▶ _Written exercise_:
Copy out the rows from the line with "Where can the sky" up to and including the line with "[[138, 371]]", word for word.

▶ _Given data_:
■ ■ ■ ■ ■ ■ ■

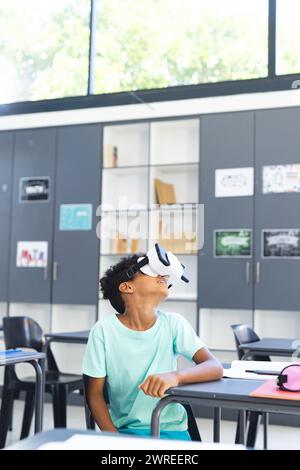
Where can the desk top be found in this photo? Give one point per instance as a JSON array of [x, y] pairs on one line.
[[273, 345], [64, 439], [17, 357], [232, 392], [69, 337]]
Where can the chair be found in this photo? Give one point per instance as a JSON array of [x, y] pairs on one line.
[[24, 332], [90, 423], [245, 334]]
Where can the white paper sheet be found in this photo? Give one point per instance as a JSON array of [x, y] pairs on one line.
[[233, 182], [238, 368]]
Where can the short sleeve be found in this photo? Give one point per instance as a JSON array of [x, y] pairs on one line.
[[94, 360], [186, 342]]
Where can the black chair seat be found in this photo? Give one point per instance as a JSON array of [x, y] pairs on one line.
[[24, 332], [53, 377]]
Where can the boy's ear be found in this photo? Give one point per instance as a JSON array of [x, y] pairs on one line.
[[125, 287]]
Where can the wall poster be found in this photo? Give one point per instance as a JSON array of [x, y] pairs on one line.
[[281, 178], [34, 189], [233, 182], [233, 243], [75, 217], [281, 243], [32, 254]]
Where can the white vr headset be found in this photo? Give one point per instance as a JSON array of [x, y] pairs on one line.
[[157, 262]]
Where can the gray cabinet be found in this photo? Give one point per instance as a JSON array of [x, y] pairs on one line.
[[32, 218], [56, 178], [226, 142], [76, 252], [6, 162], [277, 139]]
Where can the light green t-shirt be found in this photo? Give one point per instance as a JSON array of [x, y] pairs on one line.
[[126, 357]]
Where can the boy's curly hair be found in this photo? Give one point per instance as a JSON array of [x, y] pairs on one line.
[[109, 283]]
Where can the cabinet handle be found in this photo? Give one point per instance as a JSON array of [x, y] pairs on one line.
[[257, 272], [55, 269], [247, 272]]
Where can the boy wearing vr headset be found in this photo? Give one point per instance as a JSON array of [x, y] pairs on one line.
[[134, 352]]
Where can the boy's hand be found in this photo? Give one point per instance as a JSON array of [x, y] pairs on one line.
[[156, 385]]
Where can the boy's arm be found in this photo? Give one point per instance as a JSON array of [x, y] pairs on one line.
[[207, 368], [97, 404]]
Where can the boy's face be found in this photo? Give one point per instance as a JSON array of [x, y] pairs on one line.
[[146, 286]]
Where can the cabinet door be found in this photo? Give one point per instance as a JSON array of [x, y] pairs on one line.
[[76, 246], [226, 142], [32, 216], [6, 160], [278, 269]]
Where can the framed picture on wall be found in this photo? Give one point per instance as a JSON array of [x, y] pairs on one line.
[[281, 243], [233, 243], [34, 189]]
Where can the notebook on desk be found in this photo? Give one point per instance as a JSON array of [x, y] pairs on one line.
[[238, 369], [270, 389]]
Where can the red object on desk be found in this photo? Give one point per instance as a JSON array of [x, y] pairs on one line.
[[269, 389]]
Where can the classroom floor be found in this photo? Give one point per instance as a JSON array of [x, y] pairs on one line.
[[280, 437]]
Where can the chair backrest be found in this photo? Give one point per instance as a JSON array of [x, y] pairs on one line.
[[245, 334], [24, 332], [90, 422]]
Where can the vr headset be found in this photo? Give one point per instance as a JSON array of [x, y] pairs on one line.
[[157, 262]]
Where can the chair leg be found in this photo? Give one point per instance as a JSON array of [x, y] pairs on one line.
[[237, 433], [265, 419], [252, 430], [28, 414], [59, 397], [63, 407], [6, 413]]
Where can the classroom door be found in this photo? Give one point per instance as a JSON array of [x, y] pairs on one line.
[[76, 246], [226, 190], [32, 216], [277, 203], [6, 162]]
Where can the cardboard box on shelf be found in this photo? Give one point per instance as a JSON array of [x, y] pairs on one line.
[[110, 156], [123, 245], [185, 244], [165, 192]]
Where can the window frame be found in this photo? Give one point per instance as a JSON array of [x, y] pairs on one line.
[[272, 82]]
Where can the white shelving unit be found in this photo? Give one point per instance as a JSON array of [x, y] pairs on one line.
[[168, 150]]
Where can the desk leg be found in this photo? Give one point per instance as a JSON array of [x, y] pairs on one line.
[[157, 412], [217, 421], [265, 418], [39, 393], [242, 426]]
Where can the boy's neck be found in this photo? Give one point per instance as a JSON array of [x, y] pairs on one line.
[[139, 318]]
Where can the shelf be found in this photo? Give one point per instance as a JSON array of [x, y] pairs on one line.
[[131, 142], [182, 298], [173, 141]]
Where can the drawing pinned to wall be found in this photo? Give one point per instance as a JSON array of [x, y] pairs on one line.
[[232, 243], [281, 243], [32, 254], [34, 189], [281, 178], [233, 182], [75, 217]]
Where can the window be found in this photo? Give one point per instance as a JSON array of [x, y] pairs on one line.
[[288, 37], [43, 49], [144, 44]]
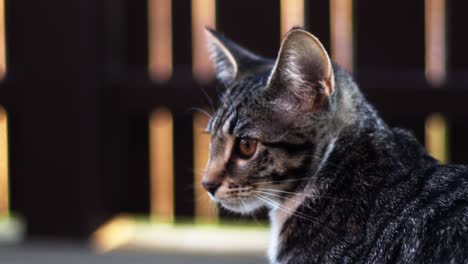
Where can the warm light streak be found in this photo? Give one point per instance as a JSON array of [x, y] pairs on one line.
[[160, 39], [205, 210], [292, 14], [125, 233], [114, 234], [161, 165], [437, 137], [3, 64], [436, 59], [203, 15], [341, 35], [4, 185]]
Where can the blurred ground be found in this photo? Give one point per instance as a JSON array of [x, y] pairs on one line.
[[71, 253]]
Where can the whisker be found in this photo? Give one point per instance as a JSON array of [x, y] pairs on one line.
[[279, 196], [285, 209], [280, 181], [308, 195], [196, 109]]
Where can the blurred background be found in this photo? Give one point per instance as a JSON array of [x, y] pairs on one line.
[[101, 144]]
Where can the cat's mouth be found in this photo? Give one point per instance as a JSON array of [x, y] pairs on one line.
[[241, 205]]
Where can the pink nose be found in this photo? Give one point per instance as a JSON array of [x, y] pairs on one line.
[[211, 186]]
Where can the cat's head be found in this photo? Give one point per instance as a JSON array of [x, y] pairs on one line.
[[263, 134]]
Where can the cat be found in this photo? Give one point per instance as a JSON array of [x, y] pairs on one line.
[[297, 136]]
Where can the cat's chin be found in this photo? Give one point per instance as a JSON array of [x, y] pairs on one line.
[[243, 207]]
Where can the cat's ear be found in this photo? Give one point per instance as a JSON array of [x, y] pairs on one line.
[[303, 72], [231, 60]]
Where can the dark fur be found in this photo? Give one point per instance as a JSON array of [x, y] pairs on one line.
[[377, 197]]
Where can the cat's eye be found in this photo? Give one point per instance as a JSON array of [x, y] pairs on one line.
[[247, 147]]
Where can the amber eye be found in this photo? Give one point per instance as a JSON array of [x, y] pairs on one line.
[[247, 147]]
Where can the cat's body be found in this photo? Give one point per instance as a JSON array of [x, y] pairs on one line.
[[298, 137]]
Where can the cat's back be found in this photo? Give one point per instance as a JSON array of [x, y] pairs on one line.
[[431, 225]]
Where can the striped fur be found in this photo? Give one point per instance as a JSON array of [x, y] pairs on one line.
[[342, 186]]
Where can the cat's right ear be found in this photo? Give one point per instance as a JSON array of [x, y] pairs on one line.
[[231, 60], [302, 78]]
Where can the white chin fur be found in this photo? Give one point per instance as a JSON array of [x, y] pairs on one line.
[[246, 207]]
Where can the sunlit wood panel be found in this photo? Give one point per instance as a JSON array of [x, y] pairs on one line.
[[203, 15], [292, 14], [205, 210], [161, 165], [341, 32], [437, 137], [4, 185], [436, 59], [160, 39], [3, 65]]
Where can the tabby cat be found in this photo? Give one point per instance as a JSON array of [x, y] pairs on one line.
[[296, 135]]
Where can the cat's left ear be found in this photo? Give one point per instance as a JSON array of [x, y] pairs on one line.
[[303, 73], [231, 61]]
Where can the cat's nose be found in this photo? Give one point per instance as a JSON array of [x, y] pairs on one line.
[[211, 186]]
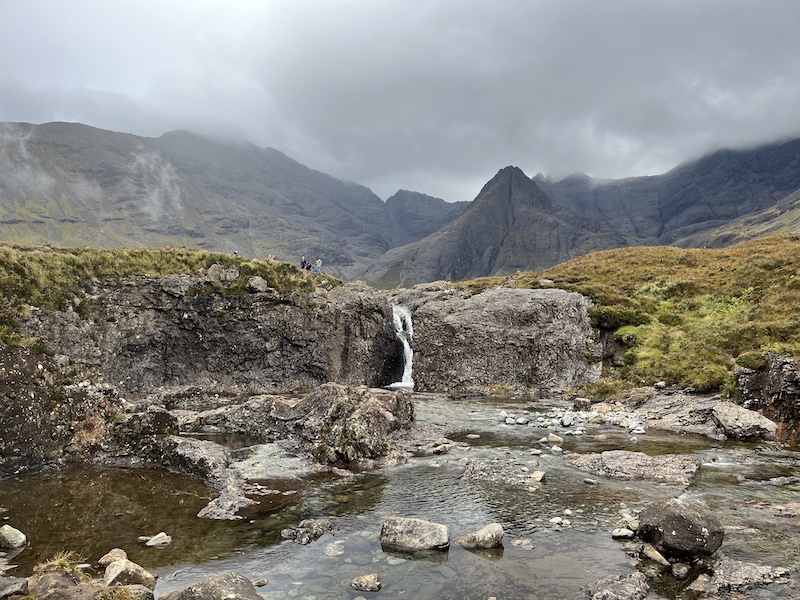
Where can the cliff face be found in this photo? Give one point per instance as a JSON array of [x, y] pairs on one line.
[[502, 340], [511, 226], [148, 333]]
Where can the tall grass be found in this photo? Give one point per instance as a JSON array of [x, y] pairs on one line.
[[686, 315], [49, 278]]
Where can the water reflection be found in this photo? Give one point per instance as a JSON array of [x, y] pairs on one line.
[[753, 489]]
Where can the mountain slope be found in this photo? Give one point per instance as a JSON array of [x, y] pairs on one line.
[[675, 208], [68, 185], [512, 225], [419, 215]]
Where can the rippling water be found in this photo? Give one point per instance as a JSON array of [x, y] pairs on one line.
[[753, 489]]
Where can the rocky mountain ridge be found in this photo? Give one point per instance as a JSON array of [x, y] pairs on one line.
[[68, 185]]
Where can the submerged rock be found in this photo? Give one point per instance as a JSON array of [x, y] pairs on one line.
[[367, 583], [489, 536], [680, 528], [622, 464], [226, 586], [742, 424], [126, 572], [407, 534], [619, 587], [308, 530], [11, 537]]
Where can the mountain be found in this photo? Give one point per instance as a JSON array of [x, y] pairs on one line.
[[419, 215], [678, 207], [521, 224], [512, 225], [68, 184]]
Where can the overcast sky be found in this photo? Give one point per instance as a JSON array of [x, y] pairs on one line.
[[429, 95]]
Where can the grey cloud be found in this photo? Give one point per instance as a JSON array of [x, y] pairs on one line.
[[434, 96]]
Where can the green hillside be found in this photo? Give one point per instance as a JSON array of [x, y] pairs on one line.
[[686, 317], [47, 278]]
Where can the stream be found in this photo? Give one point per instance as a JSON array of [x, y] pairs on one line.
[[752, 488]]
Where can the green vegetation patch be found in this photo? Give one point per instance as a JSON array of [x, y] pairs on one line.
[[49, 278], [687, 316]]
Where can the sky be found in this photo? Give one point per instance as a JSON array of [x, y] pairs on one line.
[[433, 96]]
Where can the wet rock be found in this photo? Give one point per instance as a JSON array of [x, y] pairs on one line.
[[739, 423], [10, 586], [622, 464], [11, 537], [158, 540], [619, 587], [210, 462], [489, 536], [308, 530], [680, 528], [226, 586], [367, 583], [407, 534], [111, 556], [622, 533], [774, 391], [126, 572], [466, 342], [345, 423], [649, 551], [729, 574], [145, 333]]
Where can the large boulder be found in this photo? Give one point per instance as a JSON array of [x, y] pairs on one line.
[[743, 424], [226, 586], [680, 528], [11, 537], [406, 535], [521, 339], [149, 332], [774, 391], [127, 572]]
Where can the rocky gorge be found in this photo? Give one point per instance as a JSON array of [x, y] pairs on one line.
[[138, 371]]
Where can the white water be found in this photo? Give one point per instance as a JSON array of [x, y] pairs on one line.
[[405, 333]]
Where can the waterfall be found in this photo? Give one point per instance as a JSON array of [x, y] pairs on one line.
[[405, 332]]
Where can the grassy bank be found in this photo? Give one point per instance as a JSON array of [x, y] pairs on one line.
[[49, 278], [687, 316]]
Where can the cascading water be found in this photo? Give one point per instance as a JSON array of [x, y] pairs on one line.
[[405, 333]]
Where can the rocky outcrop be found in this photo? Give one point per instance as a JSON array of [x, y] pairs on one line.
[[774, 391], [521, 340], [622, 464], [226, 586], [401, 534], [144, 333], [680, 528], [489, 536], [743, 424], [45, 415], [334, 423]]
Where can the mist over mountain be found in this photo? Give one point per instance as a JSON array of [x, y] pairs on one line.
[[511, 225], [68, 184]]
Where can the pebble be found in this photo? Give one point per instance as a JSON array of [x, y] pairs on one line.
[[622, 533]]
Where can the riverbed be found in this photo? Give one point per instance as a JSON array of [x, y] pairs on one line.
[[753, 488]]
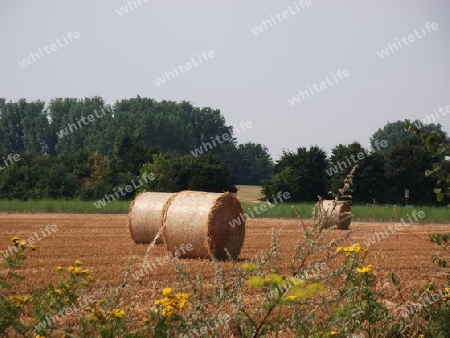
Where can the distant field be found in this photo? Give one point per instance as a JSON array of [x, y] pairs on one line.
[[104, 244], [249, 196]]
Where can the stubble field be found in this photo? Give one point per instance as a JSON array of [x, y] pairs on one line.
[[103, 244]]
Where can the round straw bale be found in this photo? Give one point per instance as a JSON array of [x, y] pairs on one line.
[[197, 225], [333, 212], [146, 216]]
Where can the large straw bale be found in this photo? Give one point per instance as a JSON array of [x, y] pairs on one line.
[[201, 221], [333, 212], [146, 216]]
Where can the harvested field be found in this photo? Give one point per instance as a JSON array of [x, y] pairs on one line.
[[103, 243]]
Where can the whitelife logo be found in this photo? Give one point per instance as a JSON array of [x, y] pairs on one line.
[[341, 74]]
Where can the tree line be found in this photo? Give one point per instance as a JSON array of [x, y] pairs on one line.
[[85, 148]]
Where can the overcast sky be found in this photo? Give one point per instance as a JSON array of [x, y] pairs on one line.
[[251, 77]]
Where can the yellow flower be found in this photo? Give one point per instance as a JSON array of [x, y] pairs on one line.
[[256, 282], [168, 311], [97, 315], [166, 292], [249, 267], [118, 313], [365, 269], [18, 300], [275, 279]]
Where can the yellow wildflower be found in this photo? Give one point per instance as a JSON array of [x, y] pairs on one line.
[[166, 292], [18, 300], [168, 311], [118, 313], [249, 267], [256, 282], [275, 279], [365, 269]]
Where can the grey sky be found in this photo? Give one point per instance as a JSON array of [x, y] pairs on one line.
[[251, 77]]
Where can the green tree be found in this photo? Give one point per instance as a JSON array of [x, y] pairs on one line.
[[175, 173], [438, 144], [394, 132], [404, 167], [302, 174]]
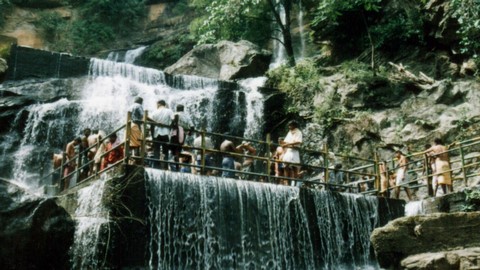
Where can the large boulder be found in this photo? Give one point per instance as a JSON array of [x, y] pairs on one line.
[[225, 60], [408, 236], [35, 233], [465, 259]]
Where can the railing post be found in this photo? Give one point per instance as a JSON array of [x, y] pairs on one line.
[[62, 171], [144, 136], [204, 152], [128, 133], [325, 163], [269, 157], [376, 171], [462, 155]]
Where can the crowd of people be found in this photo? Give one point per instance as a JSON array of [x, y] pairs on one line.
[[174, 147], [436, 171]]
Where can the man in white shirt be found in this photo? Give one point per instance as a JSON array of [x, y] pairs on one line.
[[163, 116]]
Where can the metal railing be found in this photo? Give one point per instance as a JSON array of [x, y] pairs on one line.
[[360, 175]]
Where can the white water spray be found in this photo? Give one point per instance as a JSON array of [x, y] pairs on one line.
[[92, 219]]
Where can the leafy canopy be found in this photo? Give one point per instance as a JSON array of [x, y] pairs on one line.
[[467, 13], [232, 20]]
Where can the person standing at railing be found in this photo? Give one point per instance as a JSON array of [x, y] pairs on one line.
[[197, 143], [383, 170], [291, 144], [114, 151], [228, 161], [163, 116], [401, 174], [136, 134], [442, 165], [185, 121], [71, 164], [247, 164], [428, 171]]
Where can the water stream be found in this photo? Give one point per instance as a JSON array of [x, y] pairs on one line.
[[215, 223]]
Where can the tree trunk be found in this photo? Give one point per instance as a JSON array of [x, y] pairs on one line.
[[285, 28], [287, 35]]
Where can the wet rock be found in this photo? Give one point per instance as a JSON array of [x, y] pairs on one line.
[[225, 60], [468, 68], [420, 234], [35, 233], [38, 3], [465, 259], [3, 68]]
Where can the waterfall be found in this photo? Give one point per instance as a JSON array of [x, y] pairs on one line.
[[301, 30], [210, 222], [126, 56], [255, 101], [101, 101], [279, 52], [131, 55], [91, 216]]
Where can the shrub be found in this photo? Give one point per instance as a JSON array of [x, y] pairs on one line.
[[52, 25]]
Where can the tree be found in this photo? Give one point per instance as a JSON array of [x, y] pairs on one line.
[[246, 19]]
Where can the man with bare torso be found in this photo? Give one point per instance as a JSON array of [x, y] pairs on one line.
[[438, 152], [228, 162], [401, 173]]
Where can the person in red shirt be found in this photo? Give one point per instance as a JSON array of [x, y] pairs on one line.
[[114, 151]]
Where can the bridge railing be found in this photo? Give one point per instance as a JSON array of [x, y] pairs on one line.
[[360, 175]]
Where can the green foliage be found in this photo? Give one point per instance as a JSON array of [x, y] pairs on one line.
[[118, 15], [232, 20], [300, 83], [472, 201], [467, 13], [181, 8], [52, 24], [350, 24]]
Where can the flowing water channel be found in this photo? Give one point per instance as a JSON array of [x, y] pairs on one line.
[[214, 223], [194, 222]]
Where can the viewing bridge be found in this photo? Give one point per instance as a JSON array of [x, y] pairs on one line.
[[360, 175]]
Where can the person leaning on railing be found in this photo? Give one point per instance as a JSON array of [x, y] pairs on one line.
[[114, 151], [442, 165], [291, 144]]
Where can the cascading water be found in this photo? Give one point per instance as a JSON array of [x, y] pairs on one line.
[[126, 57], [101, 102], [301, 31], [279, 52], [90, 216], [208, 222], [255, 101]]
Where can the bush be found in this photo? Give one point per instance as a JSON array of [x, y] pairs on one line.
[[52, 25], [466, 12], [120, 16]]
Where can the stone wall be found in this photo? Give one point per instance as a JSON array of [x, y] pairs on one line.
[[27, 63]]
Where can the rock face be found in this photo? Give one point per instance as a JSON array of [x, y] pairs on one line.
[[3, 68], [225, 61], [466, 259], [35, 233], [421, 234]]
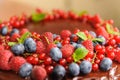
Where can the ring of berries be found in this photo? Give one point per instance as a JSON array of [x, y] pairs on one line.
[[77, 52]]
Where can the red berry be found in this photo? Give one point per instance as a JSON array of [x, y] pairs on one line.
[[48, 61], [65, 33], [111, 55], [62, 62], [67, 50], [49, 69], [112, 42], [16, 62], [98, 47], [88, 44], [42, 56], [33, 60], [69, 59], [5, 57], [95, 67]]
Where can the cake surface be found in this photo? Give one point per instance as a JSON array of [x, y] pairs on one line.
[[56, 26]]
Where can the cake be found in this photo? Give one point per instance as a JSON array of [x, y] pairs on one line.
[[48, 46]]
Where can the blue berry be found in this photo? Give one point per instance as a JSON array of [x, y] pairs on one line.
[[55, 54], [85, 67], [59, 45], [18, 49], [58, 72], [105, 64], [14, 31], [25, 70], [30, 45], [74, 69], [4, 31], [92, 33]]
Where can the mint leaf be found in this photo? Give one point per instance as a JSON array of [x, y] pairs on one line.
[[23, 37], [36, 17], [79, 53], [98, 39], [82, 35], [12, 43], [82, 13], [110, 30]]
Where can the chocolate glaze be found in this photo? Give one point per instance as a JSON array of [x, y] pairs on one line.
[[55, 27]]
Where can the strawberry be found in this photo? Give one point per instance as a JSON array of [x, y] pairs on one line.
[[65, 33], [67, 50], [88, 45], [16, 62], [5, 56], [102, 31], [40, 47], [47, 38], [39, 73]]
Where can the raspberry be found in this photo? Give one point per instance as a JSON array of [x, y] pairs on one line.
[[67, 50], [102, 31], [1, 47], [88, 45], [24, 30], [50, 46], [65, 33], [47, 38], [40, 47], [16, 62], [5, 57], [14, 37], [39, 73]]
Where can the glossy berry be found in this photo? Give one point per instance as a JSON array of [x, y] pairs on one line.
[[25, 70], [62, 62], [30, 45], [49, 69], [58, 72], [74, 69], [4, 31], [42, 56], [14, 31], [18, 49], [55, 54], [95, 67], [85, 67], [105, 64], [47, 61]]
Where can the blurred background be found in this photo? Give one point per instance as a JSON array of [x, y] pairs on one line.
[[108, 9]]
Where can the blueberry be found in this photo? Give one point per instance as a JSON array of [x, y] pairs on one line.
[[74, 69], [58, 72], [14, 31], [18, 49], [56, 54], [30, 45], [105, 64], [85, 67], [104, 40], [25, 70], [4, 31], [92, 33], [59, 45]]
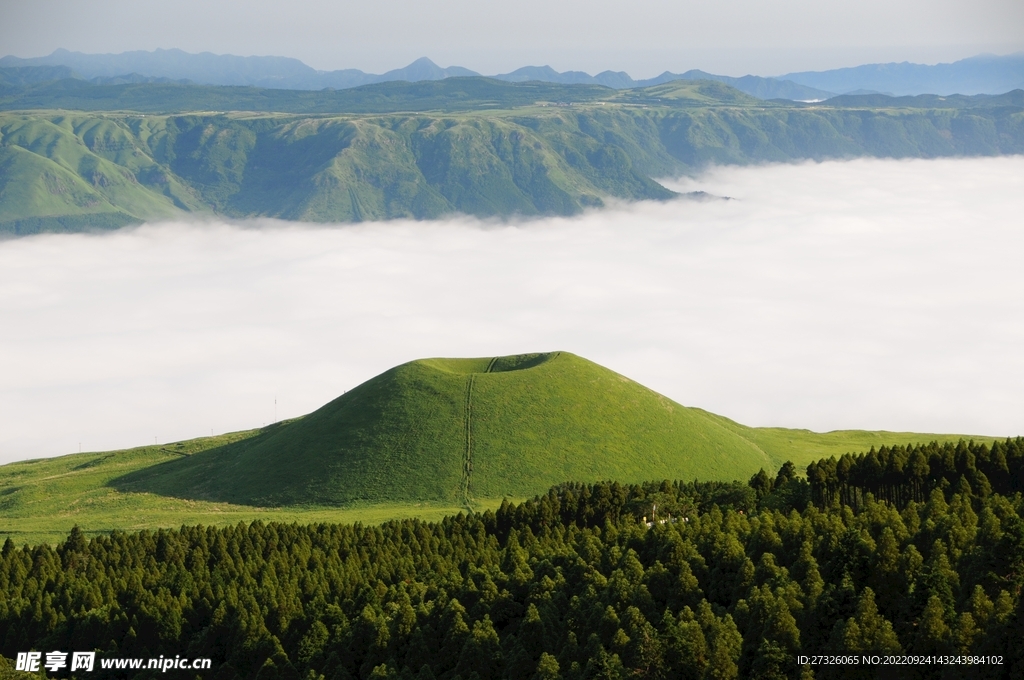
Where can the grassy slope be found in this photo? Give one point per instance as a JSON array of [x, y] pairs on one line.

■ ■ ■ ■ ■ ■ ■

▶ _Correct result_:
Where can the sky be found in this photo? Give one point per instance as a JSON array of [x, y] pairs on one line.
[[433, 96]]
Where can the wet rock be found in this photo? Give one point per instance as a JSON array of [x, y] pairs on one line.
[[739, 423], [10, 586], [622, 464], [11, 537], [158, 540], [619, 587], [210, 462], [489, 536], [308, 530], [680, 528], [226, 586], [367, 583], [407, 534], [111, 556], [622, 533], [774, 391], [126, 572], [466, 342], [345, 423], [649, 551], [729, 574], [145, 333]]
Where can the large boulder be found in this photo? Give one point per instance as a JSON array of [x, y] pairs on one line.
[[743, 424], [226, 586], [680, 528], [11, 537], [406, 535], [521, 339], [149, 332], [774, 391], [127, 572]]
Where can the rocky gorge be found in this photo? Give one point per instance as a JSON array of [x, y] pairs on one line.
[[138, 371]]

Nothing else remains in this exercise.